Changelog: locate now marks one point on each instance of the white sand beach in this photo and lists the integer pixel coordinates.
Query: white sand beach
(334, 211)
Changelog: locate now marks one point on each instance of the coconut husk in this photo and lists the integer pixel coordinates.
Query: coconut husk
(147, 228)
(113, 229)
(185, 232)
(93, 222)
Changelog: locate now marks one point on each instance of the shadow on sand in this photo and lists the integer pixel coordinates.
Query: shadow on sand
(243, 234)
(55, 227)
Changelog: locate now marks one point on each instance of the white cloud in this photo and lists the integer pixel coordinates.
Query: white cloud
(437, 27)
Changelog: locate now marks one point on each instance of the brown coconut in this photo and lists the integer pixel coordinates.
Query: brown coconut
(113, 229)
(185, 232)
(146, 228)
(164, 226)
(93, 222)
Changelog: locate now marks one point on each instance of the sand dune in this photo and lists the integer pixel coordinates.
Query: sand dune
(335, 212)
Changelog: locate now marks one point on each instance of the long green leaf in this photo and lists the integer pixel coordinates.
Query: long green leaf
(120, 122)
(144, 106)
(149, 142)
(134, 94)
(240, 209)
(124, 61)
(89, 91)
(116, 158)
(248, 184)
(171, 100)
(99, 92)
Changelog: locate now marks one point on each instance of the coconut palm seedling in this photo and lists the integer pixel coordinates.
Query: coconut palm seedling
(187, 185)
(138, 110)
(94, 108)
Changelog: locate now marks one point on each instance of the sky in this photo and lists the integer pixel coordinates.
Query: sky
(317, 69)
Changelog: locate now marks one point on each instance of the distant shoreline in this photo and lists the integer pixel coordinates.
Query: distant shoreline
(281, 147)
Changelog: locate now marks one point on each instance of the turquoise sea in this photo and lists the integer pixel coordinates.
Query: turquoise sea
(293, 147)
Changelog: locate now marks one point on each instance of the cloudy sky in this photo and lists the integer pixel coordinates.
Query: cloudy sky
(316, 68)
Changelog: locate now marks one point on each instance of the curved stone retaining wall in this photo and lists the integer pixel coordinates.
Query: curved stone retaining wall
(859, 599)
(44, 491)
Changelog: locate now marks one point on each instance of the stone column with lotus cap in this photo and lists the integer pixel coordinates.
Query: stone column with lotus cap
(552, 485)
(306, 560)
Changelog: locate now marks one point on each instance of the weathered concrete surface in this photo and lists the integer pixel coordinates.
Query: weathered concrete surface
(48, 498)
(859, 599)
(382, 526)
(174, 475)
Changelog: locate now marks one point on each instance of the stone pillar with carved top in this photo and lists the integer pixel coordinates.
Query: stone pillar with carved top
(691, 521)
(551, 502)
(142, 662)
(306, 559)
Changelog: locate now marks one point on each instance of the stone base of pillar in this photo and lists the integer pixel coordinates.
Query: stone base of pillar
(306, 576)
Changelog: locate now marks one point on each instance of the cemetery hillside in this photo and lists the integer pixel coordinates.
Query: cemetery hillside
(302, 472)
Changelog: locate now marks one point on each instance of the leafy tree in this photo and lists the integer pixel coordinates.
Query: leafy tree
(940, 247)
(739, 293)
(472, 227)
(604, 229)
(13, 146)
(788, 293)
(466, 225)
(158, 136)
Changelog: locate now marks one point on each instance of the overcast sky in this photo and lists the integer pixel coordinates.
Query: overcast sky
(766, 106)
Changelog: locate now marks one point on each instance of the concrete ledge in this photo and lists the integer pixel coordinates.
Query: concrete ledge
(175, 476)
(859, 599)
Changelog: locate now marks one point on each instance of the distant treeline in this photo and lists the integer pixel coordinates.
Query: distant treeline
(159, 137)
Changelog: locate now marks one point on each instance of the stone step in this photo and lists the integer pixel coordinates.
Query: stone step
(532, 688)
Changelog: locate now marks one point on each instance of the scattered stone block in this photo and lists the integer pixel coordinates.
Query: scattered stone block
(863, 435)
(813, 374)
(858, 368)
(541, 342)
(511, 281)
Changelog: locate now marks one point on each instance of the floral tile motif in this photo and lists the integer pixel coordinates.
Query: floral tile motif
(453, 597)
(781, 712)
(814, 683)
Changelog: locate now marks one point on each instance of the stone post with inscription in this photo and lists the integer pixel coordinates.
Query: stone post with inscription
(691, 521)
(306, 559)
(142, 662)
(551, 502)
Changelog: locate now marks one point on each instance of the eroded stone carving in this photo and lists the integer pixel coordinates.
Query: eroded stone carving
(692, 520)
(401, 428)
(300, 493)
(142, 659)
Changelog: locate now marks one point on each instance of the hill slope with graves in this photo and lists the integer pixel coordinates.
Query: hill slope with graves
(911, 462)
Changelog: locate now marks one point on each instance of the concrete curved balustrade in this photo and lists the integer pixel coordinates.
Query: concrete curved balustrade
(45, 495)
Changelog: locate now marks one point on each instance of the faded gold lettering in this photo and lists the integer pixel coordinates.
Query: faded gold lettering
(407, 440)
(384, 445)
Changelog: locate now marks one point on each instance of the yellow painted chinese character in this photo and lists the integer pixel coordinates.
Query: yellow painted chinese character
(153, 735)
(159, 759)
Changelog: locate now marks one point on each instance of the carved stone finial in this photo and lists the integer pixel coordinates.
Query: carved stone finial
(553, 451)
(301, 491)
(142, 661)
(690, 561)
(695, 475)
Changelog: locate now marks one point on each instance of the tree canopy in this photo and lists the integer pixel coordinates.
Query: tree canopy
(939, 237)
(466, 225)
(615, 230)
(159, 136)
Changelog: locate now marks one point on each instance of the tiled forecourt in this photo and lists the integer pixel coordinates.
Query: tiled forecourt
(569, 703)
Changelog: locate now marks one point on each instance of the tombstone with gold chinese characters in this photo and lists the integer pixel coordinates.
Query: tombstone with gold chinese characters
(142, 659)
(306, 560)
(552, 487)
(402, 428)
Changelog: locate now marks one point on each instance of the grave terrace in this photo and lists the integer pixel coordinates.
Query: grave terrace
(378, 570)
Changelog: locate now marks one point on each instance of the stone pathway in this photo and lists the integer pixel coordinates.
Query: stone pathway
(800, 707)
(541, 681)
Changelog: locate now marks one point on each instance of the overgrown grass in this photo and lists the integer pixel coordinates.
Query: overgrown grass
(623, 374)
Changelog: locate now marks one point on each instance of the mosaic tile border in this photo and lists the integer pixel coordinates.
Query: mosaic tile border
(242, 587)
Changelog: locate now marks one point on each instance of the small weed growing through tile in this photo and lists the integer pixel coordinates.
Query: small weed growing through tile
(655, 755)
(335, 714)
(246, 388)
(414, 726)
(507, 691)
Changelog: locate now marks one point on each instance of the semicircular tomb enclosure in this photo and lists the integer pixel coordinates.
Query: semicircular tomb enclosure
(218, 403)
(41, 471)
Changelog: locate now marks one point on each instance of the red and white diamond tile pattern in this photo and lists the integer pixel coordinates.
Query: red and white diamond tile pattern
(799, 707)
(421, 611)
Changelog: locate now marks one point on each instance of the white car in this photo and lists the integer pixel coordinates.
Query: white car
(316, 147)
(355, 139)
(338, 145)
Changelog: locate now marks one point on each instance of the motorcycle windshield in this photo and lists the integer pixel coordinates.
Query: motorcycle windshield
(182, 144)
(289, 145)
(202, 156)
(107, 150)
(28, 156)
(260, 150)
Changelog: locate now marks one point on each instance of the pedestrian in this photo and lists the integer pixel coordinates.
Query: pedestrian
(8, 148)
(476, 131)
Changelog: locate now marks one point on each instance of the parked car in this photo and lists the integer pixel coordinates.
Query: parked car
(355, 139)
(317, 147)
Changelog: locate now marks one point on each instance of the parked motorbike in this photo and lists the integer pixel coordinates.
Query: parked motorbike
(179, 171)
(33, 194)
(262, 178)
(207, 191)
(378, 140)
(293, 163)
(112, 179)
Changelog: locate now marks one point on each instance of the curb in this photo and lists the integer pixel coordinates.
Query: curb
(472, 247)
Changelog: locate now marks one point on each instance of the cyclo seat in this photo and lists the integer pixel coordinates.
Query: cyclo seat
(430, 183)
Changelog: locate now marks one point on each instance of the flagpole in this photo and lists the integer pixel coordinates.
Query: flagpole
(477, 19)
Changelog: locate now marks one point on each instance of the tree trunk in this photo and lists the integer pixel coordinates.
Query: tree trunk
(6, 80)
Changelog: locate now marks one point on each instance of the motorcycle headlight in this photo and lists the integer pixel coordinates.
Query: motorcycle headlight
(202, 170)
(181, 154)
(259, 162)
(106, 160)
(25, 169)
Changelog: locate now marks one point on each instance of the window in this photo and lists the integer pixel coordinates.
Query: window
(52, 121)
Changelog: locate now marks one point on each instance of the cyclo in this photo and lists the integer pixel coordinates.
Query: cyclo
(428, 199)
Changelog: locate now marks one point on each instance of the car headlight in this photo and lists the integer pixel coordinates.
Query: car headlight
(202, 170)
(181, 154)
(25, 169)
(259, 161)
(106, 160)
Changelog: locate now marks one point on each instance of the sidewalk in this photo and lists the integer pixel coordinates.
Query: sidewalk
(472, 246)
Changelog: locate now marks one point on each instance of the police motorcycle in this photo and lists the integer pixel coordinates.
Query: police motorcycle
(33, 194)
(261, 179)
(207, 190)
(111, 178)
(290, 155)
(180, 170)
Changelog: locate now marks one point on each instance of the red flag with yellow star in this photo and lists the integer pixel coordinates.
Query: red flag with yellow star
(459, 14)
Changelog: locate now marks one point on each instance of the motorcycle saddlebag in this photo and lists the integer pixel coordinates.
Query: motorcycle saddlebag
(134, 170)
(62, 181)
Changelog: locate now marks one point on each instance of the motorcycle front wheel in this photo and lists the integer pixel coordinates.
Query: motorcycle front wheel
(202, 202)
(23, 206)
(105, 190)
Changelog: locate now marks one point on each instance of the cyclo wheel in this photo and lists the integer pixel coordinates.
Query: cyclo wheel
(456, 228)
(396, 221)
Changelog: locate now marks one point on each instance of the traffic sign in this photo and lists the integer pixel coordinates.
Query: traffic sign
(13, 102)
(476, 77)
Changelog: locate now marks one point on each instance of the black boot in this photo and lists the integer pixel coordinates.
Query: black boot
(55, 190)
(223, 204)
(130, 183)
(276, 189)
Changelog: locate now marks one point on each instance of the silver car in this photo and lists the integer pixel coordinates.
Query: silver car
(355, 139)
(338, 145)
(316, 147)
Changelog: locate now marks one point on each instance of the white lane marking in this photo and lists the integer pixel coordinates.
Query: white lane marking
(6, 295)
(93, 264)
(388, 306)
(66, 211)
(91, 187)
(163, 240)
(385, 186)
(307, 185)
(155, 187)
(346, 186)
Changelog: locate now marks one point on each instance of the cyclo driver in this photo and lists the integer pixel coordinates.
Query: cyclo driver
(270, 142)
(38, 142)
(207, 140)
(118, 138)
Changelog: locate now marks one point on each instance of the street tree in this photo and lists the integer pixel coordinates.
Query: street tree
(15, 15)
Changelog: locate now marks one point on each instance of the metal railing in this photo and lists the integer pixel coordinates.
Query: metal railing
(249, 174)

+-------+

Directions:
Look above for the line holding "Query: sand dune" and the line holding "of the long", then output exactly those two lines and every line between them, nothing more.

Task output:
Query: sand dune
(335, 212)
Changelog: locate now marks one point on each instance of the long green leaf in this photo and lists the integer pixel coordinates.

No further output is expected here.